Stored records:
-*-

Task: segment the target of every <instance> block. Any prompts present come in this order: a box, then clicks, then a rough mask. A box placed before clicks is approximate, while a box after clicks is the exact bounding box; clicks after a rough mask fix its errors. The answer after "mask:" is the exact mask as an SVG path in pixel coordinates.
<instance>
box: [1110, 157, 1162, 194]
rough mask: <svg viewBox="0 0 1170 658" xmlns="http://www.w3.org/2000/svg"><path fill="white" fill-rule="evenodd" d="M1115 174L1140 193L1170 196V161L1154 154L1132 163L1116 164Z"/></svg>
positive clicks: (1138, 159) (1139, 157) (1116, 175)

-*-

**WORK INSTRUCTION:**
Extract the complete data, matching each line exactly.

**TASK RESULT:**
Task: segment the target of every <instance> block. Any prompts present come in this order: a box, then clicks, then a rough mask. A box placed before clicks is approximate, while a box after clicks is the exact bounding box; clicks after a rough mask fix its errors. The answer after "mask:" is the exact mask as an SVG path in pixel coordinates.
<instance>
box: [1110, 157, 1162, 194]
rough mask: <svg viewBox="0 0 1170 658" xmlns="http://www.w3.org/2000/svg"><path fill="white" fill-rule="evenodd" d="M1115 174L1140 193L1170 196V161L1154 154L1132 163L1116 164Z"/></svg>
positive clicks: (1138, 159) (1139, 157) (1116, 175)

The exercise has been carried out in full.